**DOKUMEN SUMBER:**
# # # # #

Perjalanan Hidup Sang Penentang Kolonialisme

Perjalanan Hidup Sang Penentang Kolonialisme

Read Time:2 Minute, 51 Second
Perjalanan Hidup Sang Penentang Kolonialisme

Judul buku: Seri Buku Saku Tempo Douwes Dekker “Sang Inspirator Revolusi.”
Cetakan pertama: 2017
Penulis: Tim Liputan Ernest Douwes Dekker (Tempo. 20-26 Agustus 2012)
Penerbit: Gramedia
Jumlah halaman: 168
ISBN: 978-602-424-395-1

Ernest François Eugène Douwes Dekker adalah seorang pribumi yang memiliki darah keturunan Belanda, Prancis, Jerman dan Jawa. Percampuran darah yang mengalir di dalam tubuhnya bukan alasan untuk tidak menjunjung nilai-nilai kemerdekaan. E.F.E Douwes Dekker atau DD masih satu keturunan Eduard Douwes Dekker, penulis buku Max Havelaar.
DD sapaan akrab sekaligus nama penanya bersama Tjipto Mangoenkoesoemo dan Ki Hajar Dewantara sering disebut tiga serangkai. Mereka membentuk partai politik pertama di Indonesia bernama Indische Partij (IP) pada 6 September 1912. IP didirikan dengan tujuan untuk kemerdekaan Hindia.
Sesudah diresmikannya Indische Partij, DD melakukan tur propaganda di tanah Jawa dari satu kota ke kota lainnya melalui kereta api. Dalam Tur propagandanya, ia berorasi tentang
penyadaran kepada pribumi akan kolonialisme yang dilakukan Belanda. Ia memulai orasi pertamanya di gerbong kereta. Orasinya dilakukan sebelum meninggalkan Kota Bandung pada pagi buta tanggal 15 September 1912.

# # # # #

**DATA BARIS:**
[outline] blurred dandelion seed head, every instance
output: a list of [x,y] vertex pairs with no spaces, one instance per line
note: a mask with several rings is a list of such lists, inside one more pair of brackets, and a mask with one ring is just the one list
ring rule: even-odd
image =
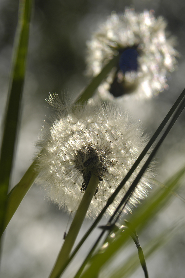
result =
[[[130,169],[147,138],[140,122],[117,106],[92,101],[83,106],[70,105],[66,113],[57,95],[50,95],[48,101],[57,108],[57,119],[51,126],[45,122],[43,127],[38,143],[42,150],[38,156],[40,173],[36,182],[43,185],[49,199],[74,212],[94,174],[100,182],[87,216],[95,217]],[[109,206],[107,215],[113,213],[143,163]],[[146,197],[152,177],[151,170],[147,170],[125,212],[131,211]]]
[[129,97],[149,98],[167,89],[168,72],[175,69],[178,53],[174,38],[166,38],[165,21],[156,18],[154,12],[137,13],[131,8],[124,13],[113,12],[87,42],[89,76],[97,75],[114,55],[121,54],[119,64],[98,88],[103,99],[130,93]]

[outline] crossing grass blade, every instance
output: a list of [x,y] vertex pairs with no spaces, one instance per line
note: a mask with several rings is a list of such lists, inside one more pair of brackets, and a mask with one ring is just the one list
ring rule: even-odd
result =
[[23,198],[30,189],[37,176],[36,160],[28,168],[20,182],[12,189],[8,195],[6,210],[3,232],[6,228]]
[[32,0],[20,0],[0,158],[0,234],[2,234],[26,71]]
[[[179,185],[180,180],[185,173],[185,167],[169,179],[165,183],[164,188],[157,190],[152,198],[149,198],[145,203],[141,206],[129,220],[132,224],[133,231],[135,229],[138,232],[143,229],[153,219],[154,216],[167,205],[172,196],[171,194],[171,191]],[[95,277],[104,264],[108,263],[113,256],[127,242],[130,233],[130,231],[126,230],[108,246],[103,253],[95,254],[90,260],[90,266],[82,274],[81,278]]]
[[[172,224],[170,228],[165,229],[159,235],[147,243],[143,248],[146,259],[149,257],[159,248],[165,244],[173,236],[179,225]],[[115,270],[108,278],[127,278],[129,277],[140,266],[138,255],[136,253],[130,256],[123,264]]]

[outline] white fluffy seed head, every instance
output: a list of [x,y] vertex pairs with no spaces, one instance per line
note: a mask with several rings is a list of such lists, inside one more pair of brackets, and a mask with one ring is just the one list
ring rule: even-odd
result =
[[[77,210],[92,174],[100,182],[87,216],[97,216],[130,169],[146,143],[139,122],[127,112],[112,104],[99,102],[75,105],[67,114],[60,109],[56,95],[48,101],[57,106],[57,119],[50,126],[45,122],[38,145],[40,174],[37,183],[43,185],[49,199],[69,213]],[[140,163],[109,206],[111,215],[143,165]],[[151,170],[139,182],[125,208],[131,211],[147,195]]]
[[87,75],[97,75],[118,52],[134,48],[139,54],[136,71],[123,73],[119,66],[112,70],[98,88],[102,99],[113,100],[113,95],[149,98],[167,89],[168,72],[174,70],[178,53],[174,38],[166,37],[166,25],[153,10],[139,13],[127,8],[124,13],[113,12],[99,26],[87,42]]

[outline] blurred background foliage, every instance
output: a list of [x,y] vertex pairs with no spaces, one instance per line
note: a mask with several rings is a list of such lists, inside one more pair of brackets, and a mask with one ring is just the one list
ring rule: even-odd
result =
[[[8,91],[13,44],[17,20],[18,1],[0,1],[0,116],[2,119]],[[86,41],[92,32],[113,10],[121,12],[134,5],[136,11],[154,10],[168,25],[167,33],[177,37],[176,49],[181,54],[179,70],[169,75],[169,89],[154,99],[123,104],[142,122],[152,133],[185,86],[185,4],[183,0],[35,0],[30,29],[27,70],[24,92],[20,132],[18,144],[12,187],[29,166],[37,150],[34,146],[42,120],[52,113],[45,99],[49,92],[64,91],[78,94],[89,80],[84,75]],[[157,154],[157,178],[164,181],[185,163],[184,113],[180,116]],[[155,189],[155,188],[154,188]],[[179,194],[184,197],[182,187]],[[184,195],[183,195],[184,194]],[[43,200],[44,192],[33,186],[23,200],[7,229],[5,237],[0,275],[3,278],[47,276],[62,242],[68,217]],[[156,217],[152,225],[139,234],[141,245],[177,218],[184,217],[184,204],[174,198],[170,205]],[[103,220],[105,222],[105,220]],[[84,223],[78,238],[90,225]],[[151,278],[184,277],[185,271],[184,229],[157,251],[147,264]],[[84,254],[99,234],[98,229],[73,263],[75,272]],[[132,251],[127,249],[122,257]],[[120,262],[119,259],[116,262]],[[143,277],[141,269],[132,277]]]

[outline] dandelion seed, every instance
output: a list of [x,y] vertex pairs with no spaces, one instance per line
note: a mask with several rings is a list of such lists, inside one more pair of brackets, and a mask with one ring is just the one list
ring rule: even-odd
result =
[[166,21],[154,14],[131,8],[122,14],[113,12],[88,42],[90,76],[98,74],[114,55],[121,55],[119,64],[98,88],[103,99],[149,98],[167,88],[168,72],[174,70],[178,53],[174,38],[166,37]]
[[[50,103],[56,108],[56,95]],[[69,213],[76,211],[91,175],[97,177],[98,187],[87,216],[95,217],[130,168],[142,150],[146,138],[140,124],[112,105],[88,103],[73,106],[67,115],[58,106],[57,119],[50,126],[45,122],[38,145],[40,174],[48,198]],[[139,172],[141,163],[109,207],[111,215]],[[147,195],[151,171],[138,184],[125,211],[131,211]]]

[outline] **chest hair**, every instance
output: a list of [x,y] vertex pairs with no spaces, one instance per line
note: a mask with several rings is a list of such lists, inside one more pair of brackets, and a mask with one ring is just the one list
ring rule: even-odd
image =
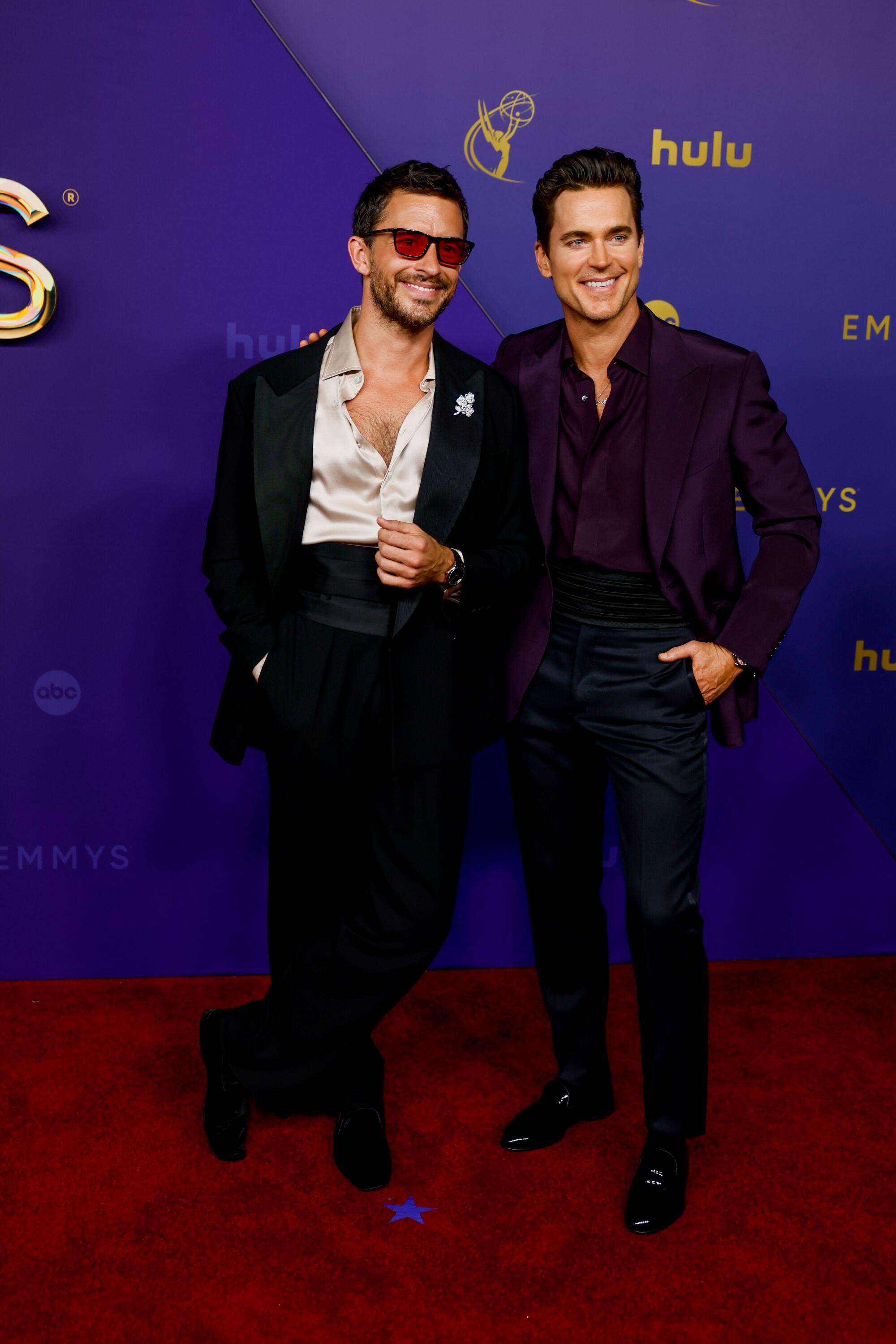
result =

# # # # #

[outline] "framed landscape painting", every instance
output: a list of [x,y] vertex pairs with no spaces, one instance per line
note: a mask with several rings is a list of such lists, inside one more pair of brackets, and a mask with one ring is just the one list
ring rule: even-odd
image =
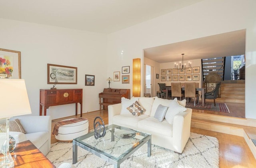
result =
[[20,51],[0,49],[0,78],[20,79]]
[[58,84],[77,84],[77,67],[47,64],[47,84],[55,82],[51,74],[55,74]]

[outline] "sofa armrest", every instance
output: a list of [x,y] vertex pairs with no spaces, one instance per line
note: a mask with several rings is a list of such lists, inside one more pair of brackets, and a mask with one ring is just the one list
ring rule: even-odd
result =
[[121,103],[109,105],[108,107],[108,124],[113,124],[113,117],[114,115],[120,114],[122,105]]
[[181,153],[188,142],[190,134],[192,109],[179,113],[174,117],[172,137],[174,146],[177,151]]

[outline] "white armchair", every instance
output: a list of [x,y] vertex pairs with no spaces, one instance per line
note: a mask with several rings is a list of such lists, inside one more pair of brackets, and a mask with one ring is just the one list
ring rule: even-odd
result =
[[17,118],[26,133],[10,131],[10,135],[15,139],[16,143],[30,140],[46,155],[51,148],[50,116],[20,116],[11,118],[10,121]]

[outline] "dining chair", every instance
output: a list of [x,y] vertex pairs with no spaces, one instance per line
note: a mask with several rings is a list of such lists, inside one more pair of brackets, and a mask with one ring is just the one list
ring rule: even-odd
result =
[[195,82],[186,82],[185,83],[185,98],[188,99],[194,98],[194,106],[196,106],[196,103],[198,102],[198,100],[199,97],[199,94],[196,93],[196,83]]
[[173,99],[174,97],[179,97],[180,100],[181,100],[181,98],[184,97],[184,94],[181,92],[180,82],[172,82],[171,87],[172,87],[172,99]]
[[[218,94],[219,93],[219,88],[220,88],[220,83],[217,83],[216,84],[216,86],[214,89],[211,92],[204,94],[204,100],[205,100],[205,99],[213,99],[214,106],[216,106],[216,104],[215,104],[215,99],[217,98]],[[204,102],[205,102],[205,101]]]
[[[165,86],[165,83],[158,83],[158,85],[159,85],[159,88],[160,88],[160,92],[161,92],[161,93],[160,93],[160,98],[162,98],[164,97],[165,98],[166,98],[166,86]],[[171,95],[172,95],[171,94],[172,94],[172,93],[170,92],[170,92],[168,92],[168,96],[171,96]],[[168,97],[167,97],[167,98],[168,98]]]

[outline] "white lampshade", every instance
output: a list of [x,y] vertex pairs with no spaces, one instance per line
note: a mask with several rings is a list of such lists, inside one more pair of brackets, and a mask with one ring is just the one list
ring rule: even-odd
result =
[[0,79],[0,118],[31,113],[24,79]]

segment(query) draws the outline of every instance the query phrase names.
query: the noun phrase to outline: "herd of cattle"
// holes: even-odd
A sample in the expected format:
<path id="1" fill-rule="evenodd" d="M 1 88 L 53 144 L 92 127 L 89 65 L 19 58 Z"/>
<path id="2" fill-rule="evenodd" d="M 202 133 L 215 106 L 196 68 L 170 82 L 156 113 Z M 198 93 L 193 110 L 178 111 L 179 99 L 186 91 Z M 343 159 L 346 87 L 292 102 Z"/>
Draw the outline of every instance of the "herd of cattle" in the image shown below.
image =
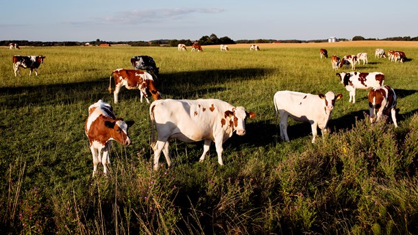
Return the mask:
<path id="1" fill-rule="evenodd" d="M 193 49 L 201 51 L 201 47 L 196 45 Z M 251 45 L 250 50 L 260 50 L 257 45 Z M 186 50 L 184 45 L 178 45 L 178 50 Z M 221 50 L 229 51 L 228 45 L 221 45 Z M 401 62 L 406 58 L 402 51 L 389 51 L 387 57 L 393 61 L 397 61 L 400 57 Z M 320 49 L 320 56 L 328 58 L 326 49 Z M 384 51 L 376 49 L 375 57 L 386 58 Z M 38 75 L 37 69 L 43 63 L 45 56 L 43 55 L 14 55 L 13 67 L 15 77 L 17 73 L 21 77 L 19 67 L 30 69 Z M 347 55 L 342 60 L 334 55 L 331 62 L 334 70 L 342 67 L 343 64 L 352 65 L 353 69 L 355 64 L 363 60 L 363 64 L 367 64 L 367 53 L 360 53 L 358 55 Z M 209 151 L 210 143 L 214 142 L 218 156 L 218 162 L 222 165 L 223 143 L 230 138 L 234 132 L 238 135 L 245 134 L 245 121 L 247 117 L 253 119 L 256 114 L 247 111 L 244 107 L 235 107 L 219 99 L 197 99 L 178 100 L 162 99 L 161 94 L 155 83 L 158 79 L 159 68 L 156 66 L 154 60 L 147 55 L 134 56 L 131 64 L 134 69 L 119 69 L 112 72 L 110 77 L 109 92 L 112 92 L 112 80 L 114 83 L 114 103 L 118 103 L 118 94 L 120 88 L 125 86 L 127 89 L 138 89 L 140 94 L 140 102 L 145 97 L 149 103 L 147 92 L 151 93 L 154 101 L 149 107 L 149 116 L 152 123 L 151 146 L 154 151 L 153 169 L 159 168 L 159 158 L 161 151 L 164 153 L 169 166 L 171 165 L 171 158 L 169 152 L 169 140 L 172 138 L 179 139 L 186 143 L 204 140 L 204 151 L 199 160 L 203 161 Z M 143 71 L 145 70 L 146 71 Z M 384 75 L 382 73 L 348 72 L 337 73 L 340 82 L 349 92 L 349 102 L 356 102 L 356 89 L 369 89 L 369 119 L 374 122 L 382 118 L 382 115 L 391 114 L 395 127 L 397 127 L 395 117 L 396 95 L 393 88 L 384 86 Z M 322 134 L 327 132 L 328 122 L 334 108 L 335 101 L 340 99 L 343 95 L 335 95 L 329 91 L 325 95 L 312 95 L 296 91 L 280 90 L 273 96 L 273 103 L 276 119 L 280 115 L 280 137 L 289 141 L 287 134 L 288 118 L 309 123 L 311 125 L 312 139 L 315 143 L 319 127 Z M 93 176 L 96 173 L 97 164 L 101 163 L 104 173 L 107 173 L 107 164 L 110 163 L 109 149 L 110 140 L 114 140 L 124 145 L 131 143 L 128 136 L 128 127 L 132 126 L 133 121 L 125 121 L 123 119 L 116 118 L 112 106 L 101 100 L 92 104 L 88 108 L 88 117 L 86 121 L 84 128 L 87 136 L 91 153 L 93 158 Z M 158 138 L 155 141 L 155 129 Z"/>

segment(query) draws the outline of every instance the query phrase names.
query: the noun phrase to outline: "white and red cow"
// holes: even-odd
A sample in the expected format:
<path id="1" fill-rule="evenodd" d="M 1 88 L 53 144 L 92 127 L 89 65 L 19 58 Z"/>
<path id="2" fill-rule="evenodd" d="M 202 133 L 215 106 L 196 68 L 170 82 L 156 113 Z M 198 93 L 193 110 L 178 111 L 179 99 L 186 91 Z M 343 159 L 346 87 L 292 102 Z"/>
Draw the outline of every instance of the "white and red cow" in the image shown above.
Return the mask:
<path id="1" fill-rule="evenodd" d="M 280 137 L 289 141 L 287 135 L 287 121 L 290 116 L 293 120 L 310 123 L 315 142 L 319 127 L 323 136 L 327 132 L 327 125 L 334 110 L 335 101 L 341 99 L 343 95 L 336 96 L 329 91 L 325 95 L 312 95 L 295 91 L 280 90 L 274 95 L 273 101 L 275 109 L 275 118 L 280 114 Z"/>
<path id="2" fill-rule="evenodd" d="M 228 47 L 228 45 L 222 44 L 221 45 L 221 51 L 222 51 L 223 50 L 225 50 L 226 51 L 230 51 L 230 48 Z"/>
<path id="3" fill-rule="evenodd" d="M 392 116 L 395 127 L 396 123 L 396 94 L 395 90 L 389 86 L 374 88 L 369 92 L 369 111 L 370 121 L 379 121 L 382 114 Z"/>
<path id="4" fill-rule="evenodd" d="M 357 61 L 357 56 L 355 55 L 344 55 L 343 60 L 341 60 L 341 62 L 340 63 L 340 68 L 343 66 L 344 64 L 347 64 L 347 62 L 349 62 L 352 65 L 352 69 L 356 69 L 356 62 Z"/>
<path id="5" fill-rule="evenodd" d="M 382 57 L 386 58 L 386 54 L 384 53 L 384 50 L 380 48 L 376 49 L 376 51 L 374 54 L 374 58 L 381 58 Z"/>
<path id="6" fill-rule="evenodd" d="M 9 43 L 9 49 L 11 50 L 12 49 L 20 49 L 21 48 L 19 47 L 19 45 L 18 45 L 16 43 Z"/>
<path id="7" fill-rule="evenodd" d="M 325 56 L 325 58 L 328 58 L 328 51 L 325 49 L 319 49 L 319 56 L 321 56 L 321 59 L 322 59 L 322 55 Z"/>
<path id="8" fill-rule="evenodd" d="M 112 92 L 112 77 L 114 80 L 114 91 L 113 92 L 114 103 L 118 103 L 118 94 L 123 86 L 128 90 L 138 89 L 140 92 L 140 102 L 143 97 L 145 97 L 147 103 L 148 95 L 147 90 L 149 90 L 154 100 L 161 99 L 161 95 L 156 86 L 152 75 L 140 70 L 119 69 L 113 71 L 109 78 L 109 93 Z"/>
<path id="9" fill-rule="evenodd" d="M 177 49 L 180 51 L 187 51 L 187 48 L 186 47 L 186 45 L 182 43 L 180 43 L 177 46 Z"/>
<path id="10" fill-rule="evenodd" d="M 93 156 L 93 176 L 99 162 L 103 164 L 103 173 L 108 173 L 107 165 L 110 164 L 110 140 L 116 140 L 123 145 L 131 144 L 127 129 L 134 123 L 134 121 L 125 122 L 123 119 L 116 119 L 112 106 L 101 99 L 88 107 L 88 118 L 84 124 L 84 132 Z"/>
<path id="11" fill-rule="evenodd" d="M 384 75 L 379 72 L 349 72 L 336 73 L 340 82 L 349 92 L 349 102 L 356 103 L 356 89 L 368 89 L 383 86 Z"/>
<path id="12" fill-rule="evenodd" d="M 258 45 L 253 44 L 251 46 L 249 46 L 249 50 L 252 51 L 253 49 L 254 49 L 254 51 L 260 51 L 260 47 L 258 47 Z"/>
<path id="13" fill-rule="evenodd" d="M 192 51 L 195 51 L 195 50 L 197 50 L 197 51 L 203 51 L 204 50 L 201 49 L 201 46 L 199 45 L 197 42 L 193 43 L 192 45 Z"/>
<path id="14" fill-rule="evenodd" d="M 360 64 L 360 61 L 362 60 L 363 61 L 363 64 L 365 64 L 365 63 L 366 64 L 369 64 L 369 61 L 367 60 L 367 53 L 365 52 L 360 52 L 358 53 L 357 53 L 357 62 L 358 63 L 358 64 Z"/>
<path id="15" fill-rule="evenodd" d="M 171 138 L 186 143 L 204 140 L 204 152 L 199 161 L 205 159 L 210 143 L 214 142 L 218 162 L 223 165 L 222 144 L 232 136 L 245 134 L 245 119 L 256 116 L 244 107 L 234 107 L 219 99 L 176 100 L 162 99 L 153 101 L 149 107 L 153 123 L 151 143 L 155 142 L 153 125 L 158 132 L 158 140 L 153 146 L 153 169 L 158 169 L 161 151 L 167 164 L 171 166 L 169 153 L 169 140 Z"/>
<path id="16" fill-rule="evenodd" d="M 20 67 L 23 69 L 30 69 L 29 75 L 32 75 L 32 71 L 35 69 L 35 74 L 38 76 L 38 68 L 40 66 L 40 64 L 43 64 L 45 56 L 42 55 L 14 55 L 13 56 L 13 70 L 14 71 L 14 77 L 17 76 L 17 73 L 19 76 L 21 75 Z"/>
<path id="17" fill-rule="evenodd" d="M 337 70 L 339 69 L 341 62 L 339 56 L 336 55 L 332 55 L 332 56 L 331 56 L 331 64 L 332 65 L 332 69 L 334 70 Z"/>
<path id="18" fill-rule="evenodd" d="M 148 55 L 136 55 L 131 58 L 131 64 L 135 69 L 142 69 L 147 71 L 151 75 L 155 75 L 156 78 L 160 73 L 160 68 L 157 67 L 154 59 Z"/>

# # # # #

Tolong tampilkan ulang seluruh ulasan buku tentang Douwes Dekker di atas, kata demi kata tanpa perubahan apa pun.

**JAWABAN LATIHAN:**
Perjalanan Hidup Sang Penentang Kolonialisme

Perjalanan Hidup Sang Penentang Kolonialisme

Read Time:2 Minute, 51 Second
Perjalanan Hidup Sang Penentang Kolonialisme

Judul buku: Seri Buku Saku Tempo Douwes Dekker “Sang Inspirator Revolusi.”
Cetakan pertama: 2017
Penulis: Tim Liputan Ernest Douwes Dekker (Tempo. 20-26 Agustus 2012)
Penerbit: Gramedia
Jumlah halaman: 168
ISBN: 978-602-424-395-1

Ernest François Eugène Douwes Dekker adalah seorang pribumi yang memiliki darah keturunan Belanda, Prancis, Jerman dan Jawa. Percampuran darah yang mengalir di dalam tubuhnya bukan alasan untuk tidak menjunjung nilai-nilai kemerdekaan. E.F.E Douwes Dekker atau DD masih satu keturunan Eduard Douwes Dekker, penulis buku Max Havelaar.
DD sapaan akrab sekaligus nama penanya bersama Tjipto Mangoenkoesoemo dan Ki Hajar Dewantara sering disebut tiga serangkai. Mereka membentuk partai politik pertama di Indonesia bernama Indische Partij (IP) pada 6 September 1912. IP didirikan dengan tujuan untuk kemerdekaan Hindia.
Sesudah diresmikannya Indische Partij, DD melakukan tur propaganda di tanah Jawa dari satu kota ke kota lainnya melalui kereta api. Dalam Tur propagandanya, ia berorasi tentang
penyadaran kepada pribumi akan kolonialisme yang dilakukan Belanda. Ia memulai orasi pertamanya di gerbong kereta. Orasinya dilakukan sebelum meninggalkan Kota Bandung pada pagi buta tanggal 15 September 1912.